Copy out the data below word for word, starting at the line that contains "Check that each instance of the sky" and stopping after the line that contains "<point>83,113</point>".

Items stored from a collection
──────────────────────────────

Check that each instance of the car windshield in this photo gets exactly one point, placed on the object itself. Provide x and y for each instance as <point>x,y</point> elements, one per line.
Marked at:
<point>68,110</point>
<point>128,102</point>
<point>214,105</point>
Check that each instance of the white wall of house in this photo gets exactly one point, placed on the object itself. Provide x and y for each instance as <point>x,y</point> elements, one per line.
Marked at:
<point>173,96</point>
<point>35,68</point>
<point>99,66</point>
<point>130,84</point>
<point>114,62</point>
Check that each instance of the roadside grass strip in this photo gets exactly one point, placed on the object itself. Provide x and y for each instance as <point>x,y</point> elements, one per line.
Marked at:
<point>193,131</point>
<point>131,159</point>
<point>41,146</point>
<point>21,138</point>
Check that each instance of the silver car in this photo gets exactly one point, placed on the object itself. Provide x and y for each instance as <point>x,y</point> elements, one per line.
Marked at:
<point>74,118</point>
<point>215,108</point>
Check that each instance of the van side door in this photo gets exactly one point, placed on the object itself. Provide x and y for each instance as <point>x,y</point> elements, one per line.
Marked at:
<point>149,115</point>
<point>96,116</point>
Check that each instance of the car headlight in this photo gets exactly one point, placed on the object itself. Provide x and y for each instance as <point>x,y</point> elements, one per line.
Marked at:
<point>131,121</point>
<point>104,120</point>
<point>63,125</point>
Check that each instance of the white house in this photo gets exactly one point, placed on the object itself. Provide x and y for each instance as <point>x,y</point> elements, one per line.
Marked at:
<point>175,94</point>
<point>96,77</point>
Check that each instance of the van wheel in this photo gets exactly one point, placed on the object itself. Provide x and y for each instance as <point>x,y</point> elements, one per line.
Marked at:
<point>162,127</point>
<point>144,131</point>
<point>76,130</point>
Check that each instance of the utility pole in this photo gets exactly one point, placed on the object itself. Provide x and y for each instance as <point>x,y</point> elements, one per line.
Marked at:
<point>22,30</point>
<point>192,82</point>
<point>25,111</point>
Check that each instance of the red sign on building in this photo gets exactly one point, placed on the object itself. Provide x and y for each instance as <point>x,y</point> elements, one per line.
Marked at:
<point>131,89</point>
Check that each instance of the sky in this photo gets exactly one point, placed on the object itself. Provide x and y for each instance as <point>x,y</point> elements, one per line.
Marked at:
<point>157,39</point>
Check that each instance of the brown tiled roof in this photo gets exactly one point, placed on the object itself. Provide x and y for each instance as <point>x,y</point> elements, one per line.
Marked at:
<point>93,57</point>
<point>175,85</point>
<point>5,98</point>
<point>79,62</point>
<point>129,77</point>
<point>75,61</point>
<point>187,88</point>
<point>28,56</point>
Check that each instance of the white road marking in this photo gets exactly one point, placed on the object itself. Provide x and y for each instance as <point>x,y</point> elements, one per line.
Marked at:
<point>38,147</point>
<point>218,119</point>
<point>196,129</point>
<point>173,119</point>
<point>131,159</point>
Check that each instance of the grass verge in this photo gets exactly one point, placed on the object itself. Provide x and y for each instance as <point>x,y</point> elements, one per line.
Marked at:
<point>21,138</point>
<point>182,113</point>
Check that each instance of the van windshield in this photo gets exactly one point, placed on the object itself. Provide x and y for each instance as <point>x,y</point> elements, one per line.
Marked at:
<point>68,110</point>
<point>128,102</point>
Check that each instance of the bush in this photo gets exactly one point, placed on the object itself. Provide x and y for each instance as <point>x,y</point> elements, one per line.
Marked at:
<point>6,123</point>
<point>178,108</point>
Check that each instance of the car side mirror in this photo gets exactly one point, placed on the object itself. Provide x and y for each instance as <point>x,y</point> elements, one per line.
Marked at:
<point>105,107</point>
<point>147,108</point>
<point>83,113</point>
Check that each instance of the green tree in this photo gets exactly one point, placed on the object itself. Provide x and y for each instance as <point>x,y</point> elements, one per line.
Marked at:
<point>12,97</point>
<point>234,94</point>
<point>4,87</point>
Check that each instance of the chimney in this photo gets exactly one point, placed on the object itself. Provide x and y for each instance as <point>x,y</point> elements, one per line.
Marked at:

──────────────────────────────

THE OUTPUT =>
Check that each instance of the sky in this photo gets exactly one point, placed on the object itself. Provide x and y for each instance as <point>x,y</point> elements, one per line.
Marked at:
<point>157,39</point>
Check that each instance of the brown tiled roof in this photo gets exactly one point, placed on the object itself. Provide x and y for each instance as <point>x,y</point> elements, one per line.
Marked at:
<point>93,57</point>
<point>175,85</point>
<point>5,98</point>
<point>79,62</point>
<point>129,77</point>
<point>75,61</point>
<point>187,88</point>
<point>28,56</point>
Check that each instance of the white road marking in this photo gets exactly one point, placed on the object itself. Provide x and y for each instance as <point>x,y</point> elements, one per line.
Marked at:
<point>38,147</point>
<point>218,119</point>
<point>196,129</point>
<point>173,119</point>
<point>131,159</point>
Check that each instance of the grass verge in this photo gets exactly one point, placed on the object itself. Provide x and y for each instance as <point>x,y</point> elements, one per line.
Marked at:
<point>21,138</point>
<point>182,113</point>
Check that each instance of the van windshield in this photo gets exactly one point, placed on the object itself. Provide x and y for each instance as <point>x,y</point> elements, one per line.
Marked at:
<point>68,110</point>
<point>128,102</point>
Check that each instance of the bush in this photo gets exactly one point, placed on the object itself. Provide x and y for each instance as <point>x,y</point> elements, one per line.
Marked at:
<point>6,123</point>
<point>178,108</point>
Check that each instance of the car side mirror in this photo gets exactly one point, placed on the object itself. Provide x and y for each instance as <point>x,y</point> elements, one per line.
Marked at:
<point>105,107</point>
<point>147,108</point>
<point>83,113</point>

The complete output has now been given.